> **Testo di partenza**
Questo genere di richieste, oltre ad essere decisamente discutibili da punto di vista formativo e clinico, sono insostenibili per lo specializzando, che si trova confrontato con una “missione impossibile” a fronte della quale avrà il premio dell’agognato diploma. L’ovvia conseguenza è il  prolungamento del percorso di formazione, che comporta la conseguenza ancora più ovvia (e desiderata?) di ulteriori iscrizioni ad anni posteriori al quarto, a pagamento.

Il quinto comma va ad incidere su un altro aspetto, come il precedente, non solo assai discutibile sul piano formativo, ma anche ad alto rischio di circoli viziosi dal punto di vista economico. Si parla del tema delle psicoterapie individuali obbligatorie, rispetto alle quali in un’impostazione etica lo specializzando deve essere libero di scegliere il terapeuta che preferisce, e non essere costretto a rivolgersi ad un terapeuta indicato dalla scuola stessa.

Il sesto comma è assolutamente centrale, e si focalizza su un tema sul quale AP ha

da sempre posto grande attenzione: la formazione, da parte delle scuole di psicoterapia, di figure non regolamentate, attraverso corsi paralleli, in particolare di counselling.

La formazione di counselor e affini mina alla base il rapporto di fiducia della scuola con lo specializzando, in quanto la scuola di psicoterapia che avrebbe il compito di formare psicologi psicoterapeuti con l’intento (si spera!) di facilitarne l’attività professionale, si premura di diplomare, allo stesso tempo, una miriade di counselor che andranno a lavorare, senza alcuna regolamentazione, nello stesso campo dei neo specializzati, spesso in un’ottica di competizione selvaggia e di confine labile con l’esercizio abusivo della professione di psicologo.

> **Voci dei dati**
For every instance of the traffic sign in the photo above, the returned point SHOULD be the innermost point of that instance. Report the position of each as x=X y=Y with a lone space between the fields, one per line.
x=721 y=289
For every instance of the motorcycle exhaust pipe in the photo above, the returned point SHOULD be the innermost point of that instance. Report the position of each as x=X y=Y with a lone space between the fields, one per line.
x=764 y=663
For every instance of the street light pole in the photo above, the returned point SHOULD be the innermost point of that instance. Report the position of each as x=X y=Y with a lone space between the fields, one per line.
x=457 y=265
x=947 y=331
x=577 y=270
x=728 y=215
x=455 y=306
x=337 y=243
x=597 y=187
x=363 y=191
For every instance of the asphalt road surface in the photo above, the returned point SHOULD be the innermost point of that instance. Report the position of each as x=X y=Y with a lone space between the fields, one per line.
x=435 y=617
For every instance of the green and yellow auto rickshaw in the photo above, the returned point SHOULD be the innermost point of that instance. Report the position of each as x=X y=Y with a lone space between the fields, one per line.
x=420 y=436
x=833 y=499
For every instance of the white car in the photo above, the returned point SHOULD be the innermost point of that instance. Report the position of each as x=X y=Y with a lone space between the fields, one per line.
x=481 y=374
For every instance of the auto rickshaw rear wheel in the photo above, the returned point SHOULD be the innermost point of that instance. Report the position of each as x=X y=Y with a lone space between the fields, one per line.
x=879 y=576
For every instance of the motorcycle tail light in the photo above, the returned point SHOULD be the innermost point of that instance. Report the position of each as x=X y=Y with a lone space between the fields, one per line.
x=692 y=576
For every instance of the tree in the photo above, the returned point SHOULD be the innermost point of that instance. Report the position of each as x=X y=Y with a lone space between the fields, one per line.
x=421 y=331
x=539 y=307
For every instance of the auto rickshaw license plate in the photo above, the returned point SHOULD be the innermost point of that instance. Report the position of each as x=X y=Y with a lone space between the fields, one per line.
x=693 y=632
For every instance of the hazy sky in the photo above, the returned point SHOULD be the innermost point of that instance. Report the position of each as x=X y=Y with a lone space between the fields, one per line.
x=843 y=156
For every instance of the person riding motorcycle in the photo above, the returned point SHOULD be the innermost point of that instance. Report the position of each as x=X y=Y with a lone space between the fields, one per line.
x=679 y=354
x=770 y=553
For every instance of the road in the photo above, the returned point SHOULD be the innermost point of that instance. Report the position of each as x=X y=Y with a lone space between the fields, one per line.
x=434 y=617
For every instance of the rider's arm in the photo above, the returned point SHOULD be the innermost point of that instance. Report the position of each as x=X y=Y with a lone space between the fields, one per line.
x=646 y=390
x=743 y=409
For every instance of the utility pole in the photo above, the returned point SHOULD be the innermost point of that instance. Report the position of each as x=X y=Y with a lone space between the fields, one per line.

> **Consegne dell'esercizio**
1. Riproduca fedelmente il passo del testo sulle scuole di psicoterapia compreso tra "Il quinto comma" e "dalla scuola stessa.", estremi inclusi.
2. Secondo il testo sulle scuole di psicoterapia, chi dovrebbe poter scegliere liberamente lo specializzando per le psicoterapie individuali obbligatorie?
Le voci riportate non hanno alcun legame con il testo sulle scuole di psicoterapia.

> **Soluzioni delle consegne**
1.
Il quinto comma va ad incidere su un altro aspetto, come il precedente, non solo assai discutibile sul piano formativo, ma anche ad alto rischio di circoli viziosi dal punto di vista economico. Si parla del tema delle psicoterapie individuali obbligatorie, rispetto alle quali in un’impostazione etica lo specializzando deve essere libero di scegliere il terapeuta che preferisce, e non essere costretto a rivolgersi ad un terapeuta indicato dalla scuola stessa.

2. Il terapeuta che preferisce, senza essere costretto a rivolgersi a un terapeuta indicato dalla scuola.